Stored data entries
Content starts

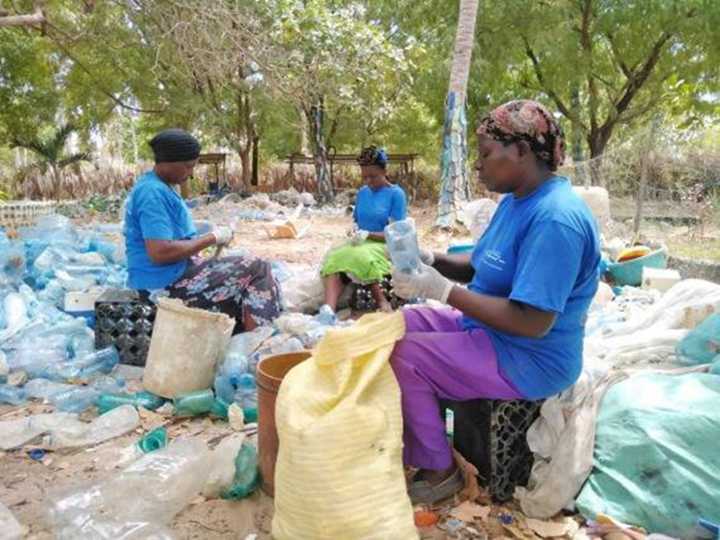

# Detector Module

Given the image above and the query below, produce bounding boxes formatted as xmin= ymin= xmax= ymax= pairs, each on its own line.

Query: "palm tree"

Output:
xmin=12 ymin=124 xmax=89 ymax=199
xmin=435 ymin=0 xmax=480 ymax=228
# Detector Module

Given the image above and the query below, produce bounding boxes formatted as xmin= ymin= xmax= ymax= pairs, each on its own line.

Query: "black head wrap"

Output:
xmin=149 ymin=129 xmax=201 ymax=163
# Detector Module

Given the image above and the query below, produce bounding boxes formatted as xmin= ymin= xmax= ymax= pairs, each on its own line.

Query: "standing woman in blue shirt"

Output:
xmin=389 ymin=101 xmax=600 ymax=504
xmin=320 ymin=146 xmax=407 ymax=313
xmin=124 ymin=129 xmax=282 ymax=333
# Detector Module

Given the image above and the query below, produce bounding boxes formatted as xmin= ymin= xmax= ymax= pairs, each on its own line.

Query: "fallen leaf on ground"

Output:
xmin=450 ymin=501 xmax=491 ymax=523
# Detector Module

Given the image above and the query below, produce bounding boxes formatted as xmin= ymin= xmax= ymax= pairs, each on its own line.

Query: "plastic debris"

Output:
xmin=137 ymin=427 xmax=168 ymax=453
xmin=202 ymin=433 xmax=246 ymax=498
xmin=221 ymin=442 xmax=260 ymax=500
xmin=50 ymin=438 xmax=210 ymax=539
xmin=385 ymin=218 xmax=421 ymax=274
xmin=414 ymin=510 xmax=439 ymax=528
xmin=0 ymin=404 xmax=139 ymax=450
xmin=173 ymin=388 xmax=215 ymax=417
xmin=28 ymin=448 xmax=46 ymax=461
xmin=0 ymin=384 xmax=27 ymax=405
xmin=96 ymin=390 xmax=166 ymax=414
xmin=0 ymin=501 xmax=23 ymax=540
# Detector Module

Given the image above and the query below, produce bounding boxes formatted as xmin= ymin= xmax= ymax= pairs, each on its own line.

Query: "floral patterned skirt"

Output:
xmin=168 ymin=255 xmax=282 ymax=333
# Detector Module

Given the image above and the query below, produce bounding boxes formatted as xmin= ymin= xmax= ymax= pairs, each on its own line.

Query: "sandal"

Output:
xmin=408 ymin=467 xmax=464 ymax=505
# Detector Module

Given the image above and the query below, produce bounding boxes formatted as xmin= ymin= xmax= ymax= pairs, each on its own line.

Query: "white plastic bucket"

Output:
xmin=143 ymin=298 xmax=234 ymax=398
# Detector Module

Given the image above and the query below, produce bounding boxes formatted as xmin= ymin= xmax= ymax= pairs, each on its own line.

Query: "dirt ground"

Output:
xmin=0 ymin=197 xmax=710 ymax=539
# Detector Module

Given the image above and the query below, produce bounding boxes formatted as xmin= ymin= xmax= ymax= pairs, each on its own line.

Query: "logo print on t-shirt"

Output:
xmin=483 ymin=249 xmax=506 ymax=271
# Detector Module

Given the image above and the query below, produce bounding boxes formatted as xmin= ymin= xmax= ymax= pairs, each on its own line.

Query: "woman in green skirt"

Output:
xmin=321 ymin=146 xmax=408 ymax=313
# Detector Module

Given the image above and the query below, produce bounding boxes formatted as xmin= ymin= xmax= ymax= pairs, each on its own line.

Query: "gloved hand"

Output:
xmin=391 ymin=262 xmax=454 ymax=303
xmin=212 ymin=226 xmax=233 ymax=246
xmin=350 ymin=228 xmax=369 ymax=246
xmin=419 ymin=248 xmax=435 ymax=266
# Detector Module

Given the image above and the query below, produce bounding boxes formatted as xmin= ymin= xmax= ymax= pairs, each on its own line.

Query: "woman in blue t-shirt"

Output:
xmin=388 ymin=100 xmax=601 ymax=505
xmin=320 ymin=146 xmax=407 ymax=314
xmin=124 ymin=129 xmax=281 ymax=333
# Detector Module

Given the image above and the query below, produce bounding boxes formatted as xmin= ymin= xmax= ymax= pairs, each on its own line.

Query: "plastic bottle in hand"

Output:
xmin=385 ymin=218 xmax=421 ymax=274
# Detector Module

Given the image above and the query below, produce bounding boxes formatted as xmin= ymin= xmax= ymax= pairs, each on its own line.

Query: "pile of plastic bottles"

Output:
xmin=0 ymin=214 xmax=131 ymax=412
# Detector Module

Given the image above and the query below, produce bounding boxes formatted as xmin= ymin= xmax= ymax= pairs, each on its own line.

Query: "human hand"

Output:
xmin=419 ymin=248 xmax=435 ymax=266
xmin=391 ymin=262 xmax=454 ymax=303
xmin=212 ymin=226 xmax=233 ymax=246
xmin=350 ymin=229 xmax=369 ymax=245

Content ends

What is required
All lines above that hold the string "woman" should be copied.

Exercise solution
Query: "standing woman in blue shirt"
Query: "woman in green skirt"
Query: "woman in blue t-shirt"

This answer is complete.